■ Exercise description
Everything from the line that contains "Can you locate the maple" through the final line of the records should be written out exactly, and nothing outside that span.

Pointing records
============

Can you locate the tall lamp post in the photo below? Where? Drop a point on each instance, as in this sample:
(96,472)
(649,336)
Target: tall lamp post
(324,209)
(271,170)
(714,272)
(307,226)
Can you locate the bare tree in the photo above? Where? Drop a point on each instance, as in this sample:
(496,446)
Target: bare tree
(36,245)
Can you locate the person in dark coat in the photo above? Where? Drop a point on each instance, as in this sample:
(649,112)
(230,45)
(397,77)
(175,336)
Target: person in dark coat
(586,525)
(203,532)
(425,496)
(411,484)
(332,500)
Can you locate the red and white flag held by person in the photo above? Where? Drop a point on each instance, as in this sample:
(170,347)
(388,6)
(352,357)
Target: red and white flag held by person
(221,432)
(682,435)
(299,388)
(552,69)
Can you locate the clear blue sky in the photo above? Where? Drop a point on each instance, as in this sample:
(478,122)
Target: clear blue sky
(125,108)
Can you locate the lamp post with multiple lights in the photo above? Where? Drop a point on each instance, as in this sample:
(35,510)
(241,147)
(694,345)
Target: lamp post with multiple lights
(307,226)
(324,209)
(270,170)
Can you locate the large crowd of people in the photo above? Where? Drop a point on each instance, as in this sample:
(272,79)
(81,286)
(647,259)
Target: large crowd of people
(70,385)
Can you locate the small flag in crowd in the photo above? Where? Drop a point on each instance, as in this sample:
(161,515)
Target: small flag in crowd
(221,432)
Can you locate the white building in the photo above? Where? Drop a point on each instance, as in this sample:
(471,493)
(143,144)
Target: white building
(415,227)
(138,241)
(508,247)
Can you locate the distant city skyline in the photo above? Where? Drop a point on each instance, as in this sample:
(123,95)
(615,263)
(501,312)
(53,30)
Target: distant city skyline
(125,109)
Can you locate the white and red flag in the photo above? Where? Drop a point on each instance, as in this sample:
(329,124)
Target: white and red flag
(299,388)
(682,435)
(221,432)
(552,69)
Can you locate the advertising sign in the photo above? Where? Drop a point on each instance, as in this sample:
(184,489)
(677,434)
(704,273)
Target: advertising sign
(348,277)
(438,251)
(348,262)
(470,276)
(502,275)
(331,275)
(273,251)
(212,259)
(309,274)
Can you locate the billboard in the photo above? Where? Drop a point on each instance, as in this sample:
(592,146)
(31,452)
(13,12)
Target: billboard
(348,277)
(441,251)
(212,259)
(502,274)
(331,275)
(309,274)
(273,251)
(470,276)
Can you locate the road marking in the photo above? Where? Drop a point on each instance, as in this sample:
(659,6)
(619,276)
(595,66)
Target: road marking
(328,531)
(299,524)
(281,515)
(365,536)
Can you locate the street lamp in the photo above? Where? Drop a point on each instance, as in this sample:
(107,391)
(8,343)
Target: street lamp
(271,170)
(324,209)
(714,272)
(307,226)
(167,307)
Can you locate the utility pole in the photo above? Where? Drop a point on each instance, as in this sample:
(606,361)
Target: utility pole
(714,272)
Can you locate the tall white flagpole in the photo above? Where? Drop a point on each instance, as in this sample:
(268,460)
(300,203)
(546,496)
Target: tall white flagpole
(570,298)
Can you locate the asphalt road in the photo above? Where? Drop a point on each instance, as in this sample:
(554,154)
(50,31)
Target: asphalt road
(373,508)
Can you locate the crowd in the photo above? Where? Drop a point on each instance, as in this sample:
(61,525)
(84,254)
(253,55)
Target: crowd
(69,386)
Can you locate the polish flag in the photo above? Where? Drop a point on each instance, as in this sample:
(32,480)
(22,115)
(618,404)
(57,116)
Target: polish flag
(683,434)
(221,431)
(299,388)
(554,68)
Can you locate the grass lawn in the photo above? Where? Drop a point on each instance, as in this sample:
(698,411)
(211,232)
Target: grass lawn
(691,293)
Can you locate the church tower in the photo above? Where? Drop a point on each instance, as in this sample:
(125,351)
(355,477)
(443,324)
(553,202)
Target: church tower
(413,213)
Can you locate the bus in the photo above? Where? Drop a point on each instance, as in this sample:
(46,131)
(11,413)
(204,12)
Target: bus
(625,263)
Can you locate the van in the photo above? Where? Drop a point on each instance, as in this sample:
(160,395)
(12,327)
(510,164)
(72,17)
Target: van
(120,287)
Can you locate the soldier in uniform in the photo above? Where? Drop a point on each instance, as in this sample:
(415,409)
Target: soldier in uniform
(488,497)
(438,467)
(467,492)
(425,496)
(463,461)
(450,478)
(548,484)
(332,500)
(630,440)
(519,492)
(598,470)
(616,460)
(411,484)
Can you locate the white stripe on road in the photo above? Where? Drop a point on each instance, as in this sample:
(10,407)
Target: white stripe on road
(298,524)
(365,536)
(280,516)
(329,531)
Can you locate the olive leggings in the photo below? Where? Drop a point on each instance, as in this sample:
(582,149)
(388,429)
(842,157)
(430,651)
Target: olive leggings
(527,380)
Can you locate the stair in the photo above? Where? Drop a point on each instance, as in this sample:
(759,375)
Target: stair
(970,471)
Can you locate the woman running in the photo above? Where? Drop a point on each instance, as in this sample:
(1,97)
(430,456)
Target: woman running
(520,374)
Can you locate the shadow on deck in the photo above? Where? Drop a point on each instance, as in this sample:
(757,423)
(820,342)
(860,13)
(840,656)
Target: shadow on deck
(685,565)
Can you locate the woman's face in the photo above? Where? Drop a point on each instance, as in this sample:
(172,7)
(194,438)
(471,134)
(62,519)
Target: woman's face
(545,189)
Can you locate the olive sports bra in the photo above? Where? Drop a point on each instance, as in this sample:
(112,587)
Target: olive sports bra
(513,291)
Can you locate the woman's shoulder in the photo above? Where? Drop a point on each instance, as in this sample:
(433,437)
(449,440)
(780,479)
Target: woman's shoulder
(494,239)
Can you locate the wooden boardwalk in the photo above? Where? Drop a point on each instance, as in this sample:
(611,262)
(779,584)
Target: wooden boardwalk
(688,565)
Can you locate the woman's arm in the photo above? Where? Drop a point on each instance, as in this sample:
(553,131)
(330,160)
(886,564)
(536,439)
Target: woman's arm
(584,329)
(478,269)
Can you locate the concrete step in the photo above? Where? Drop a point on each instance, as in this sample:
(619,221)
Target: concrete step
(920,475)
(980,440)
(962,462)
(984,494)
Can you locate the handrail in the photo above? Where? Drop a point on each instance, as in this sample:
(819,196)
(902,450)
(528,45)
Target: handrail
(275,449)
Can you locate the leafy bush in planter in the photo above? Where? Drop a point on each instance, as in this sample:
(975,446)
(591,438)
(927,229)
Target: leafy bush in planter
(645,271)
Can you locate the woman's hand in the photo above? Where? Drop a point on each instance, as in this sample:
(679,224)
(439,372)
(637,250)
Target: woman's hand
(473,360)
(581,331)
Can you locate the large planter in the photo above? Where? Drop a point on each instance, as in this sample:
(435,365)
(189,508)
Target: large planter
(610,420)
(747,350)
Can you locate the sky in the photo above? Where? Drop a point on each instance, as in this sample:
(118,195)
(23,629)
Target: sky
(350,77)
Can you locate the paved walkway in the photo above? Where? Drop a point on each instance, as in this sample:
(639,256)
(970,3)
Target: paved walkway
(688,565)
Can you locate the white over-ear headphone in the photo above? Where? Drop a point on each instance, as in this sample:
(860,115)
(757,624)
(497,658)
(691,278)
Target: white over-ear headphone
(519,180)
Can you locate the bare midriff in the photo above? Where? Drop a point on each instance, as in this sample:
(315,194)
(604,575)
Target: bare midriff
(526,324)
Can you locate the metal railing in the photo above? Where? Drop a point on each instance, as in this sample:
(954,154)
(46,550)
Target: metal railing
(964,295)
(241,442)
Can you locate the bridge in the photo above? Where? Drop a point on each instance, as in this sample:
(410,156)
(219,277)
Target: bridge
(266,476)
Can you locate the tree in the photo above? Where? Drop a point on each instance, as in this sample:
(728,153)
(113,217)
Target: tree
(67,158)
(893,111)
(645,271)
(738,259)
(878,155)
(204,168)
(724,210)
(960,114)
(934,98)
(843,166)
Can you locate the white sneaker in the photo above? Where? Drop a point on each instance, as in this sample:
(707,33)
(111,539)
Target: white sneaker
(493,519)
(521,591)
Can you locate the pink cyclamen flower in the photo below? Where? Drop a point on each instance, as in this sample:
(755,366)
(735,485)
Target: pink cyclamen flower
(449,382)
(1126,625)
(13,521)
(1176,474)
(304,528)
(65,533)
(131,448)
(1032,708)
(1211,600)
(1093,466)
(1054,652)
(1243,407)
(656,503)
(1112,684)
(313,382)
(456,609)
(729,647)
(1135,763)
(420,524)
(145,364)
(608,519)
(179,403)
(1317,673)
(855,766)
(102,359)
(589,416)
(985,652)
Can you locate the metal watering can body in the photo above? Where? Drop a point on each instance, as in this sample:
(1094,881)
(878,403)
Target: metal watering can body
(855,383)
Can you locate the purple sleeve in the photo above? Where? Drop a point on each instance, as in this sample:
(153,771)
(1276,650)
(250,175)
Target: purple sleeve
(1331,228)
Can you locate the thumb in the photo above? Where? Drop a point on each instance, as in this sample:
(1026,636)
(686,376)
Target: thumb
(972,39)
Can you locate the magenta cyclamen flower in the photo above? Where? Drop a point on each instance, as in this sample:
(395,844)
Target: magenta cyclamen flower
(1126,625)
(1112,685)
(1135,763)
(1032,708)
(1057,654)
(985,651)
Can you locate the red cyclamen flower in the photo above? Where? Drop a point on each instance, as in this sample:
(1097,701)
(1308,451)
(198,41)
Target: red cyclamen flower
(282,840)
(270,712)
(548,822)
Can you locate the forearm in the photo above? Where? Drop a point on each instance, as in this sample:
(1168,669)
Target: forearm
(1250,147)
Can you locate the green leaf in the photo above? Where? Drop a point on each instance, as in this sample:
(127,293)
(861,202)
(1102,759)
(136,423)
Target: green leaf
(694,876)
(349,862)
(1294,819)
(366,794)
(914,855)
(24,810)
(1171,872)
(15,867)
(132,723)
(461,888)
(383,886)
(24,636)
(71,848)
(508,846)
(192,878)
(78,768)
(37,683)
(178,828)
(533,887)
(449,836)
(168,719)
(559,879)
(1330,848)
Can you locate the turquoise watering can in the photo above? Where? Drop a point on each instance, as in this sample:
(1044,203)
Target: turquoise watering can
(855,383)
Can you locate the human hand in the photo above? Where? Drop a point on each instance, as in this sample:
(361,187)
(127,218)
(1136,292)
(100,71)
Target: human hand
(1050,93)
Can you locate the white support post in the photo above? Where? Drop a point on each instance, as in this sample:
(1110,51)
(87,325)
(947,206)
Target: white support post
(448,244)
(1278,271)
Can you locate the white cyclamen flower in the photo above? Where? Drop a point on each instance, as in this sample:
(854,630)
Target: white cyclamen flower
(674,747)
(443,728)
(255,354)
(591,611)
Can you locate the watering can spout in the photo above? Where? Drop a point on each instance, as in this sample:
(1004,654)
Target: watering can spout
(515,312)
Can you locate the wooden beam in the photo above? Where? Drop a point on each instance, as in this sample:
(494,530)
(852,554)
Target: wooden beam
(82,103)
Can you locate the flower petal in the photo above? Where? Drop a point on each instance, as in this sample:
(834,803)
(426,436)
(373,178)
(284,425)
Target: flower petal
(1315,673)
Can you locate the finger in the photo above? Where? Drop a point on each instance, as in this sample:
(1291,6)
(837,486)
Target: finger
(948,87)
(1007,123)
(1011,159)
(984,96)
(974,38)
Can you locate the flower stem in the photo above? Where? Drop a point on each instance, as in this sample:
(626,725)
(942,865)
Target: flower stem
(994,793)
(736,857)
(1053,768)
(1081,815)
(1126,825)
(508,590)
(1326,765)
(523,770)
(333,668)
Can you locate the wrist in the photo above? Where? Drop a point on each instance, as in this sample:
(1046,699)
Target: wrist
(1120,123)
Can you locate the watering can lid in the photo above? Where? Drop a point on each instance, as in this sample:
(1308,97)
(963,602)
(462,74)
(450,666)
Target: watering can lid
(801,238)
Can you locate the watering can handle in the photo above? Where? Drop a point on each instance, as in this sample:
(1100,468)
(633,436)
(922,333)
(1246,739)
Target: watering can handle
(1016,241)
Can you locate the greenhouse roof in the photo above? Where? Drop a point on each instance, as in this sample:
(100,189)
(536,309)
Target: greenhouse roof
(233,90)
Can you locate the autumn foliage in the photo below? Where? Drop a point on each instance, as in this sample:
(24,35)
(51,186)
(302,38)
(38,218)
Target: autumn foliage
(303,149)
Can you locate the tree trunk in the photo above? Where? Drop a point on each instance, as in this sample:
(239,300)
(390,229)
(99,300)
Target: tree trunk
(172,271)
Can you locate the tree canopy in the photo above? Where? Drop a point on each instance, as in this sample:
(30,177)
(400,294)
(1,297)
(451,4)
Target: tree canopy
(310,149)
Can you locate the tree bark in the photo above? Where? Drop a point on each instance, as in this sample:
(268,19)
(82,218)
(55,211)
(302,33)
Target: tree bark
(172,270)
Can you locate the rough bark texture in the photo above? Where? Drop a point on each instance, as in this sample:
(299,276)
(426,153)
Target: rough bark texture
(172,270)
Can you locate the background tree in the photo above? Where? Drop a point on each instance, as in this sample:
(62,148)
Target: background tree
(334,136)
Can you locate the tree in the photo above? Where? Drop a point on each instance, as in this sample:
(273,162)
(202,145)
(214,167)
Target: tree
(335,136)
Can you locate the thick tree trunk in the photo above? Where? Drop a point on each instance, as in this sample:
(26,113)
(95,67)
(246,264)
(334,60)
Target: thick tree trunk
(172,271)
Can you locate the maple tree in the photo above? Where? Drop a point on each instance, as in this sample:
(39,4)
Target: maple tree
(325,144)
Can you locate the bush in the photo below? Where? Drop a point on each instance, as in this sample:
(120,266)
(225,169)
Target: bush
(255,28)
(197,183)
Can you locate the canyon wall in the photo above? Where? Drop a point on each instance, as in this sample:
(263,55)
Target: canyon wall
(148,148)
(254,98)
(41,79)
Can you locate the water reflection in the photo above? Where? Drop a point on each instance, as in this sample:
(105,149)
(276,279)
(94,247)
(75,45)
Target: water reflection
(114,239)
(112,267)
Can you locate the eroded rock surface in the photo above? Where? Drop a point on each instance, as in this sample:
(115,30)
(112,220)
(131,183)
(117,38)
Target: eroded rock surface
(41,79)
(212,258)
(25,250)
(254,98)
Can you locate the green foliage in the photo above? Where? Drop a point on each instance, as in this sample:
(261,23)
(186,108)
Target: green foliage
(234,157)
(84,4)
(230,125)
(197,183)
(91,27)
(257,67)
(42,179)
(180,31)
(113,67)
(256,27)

============

■ Exercise response
Can you locate the maple tree in the photo above? Where? Drop a point on each instance, as in this sample:
(39,4)
Target: maple tree
(325,144)
Can you locate the bush in the photo below? Where? Drop a point on each instance, as in this sample:
(120,266)
(225,169)
Target: bush
(255,28)
(197,183)
Can you locate the canyon wall in the photo above? Where? Drop a point on each instance, as in this sample:
(263,55)
Target: canyon wall
(148,148)
(254,98)
(41,79)
Can you locate the water reflection in the photo above? Where? Drop a point on each instance, as in this sample:
(105,149)
(276,279)
(94,247)
(75,45)
Target: water reflection
(114,239)
(112,267)
Can you locate the eroded rock surface in the photo above? Where? Drop a point on each instance, as in this sample:
(115,30)
(112,220)
(131,183)
(117,38)
Target: eroded rock surface
(41,79)
(212,258)
(25,250)
(254,98)
Can you locate the green foliage in the photo above? Where? Drop a point on each instance, as in this sample:
(261,23)
(186,108)
Target: green foliage
(234,157)
(84,4)
(230,125)
(197,183)
(91,27)
(257,67)
(42,179)
(180,31)
(113,67)
(256,27)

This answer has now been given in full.